AIM OF THE EXERCISE: Please continue the news release about the film on Hawaiian land snails, starting right after its final sentence.

SUPPLIED TEXT:
Posted on Sep 5, 2023 in Forestry & Wildlife, Main, Media, News Releases, slider


September 4, 2023


The film airs locally September 7th on PBS 

To view video please click on photo

(HONOLULU) – Despite being some of the rarest, slowest-moving creatures on Earth, our kāhuli (Hawaiian land snails) are popping up in living rooms across the country. Their sudden appearance is thanks to a new episode of the Pacific Heartbeat series produced by local nonprofit Pacific Islanders in Communication and broadcast nationally by the Public Broadcasting Service (PBS). The hour-long episode, titled “Hawaiʻi’s Precious Resources,” combines three short documentary films that feature natural and cultural resources in Hawaiʻi. Most of that runtime is comprised of Kāhuli, a half-hour film by director Chris A. Johns that explores the efforts of the Snail Extinction Prevention Program at the DLNR and the Bishop Museum Malacology Program.

“I think people look to the mountains and they think our native snails are up there,” says DLNR biologist Dr. David Sischo in the film Kāhuli. “But the animals aren’t there. They’re being erased.”

Data for grounding referring expressions:
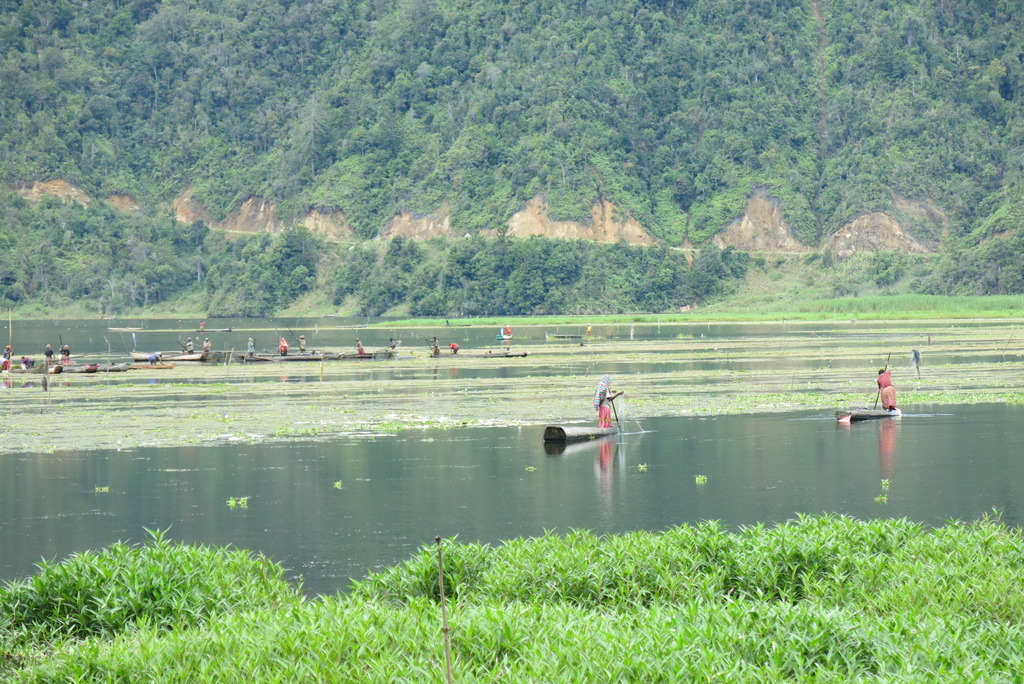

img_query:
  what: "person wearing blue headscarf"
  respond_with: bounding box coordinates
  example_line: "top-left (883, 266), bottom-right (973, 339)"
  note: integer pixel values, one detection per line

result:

REPLY:
The film follows snail experts from DLNR and Bishop Museum across the mountains of Hawaiʻi as they search, sometimes in vain, for remaining populations of native Hawaiian land snails. Of roughly 750 species to evolve here in Hawaiʻi, an estimated 60% have already gone extinct due to predation and changing climates. When the team does find snails, they are sometimes brought into a laboratory to provide a predator-free, climate-controlled environment in which they can reproduce. In 2020, more than 7,000 snails raised in captivity were released back into forests.

In addition to highlighting the technical work done to keep these species from extinction, the film explores the emotional toll of working with endangered species in Hawaiʻi. Team members describe their reluctance to give up the search for potentially extinct snails, as well as the feeling of cultural loss associated with the decline of a species that features heavily in oli, mele, and hula. As DLNR biologist Kūpaʻa Hee says in the film, “It’s heavy. It’s heavy for a Hawaiian.”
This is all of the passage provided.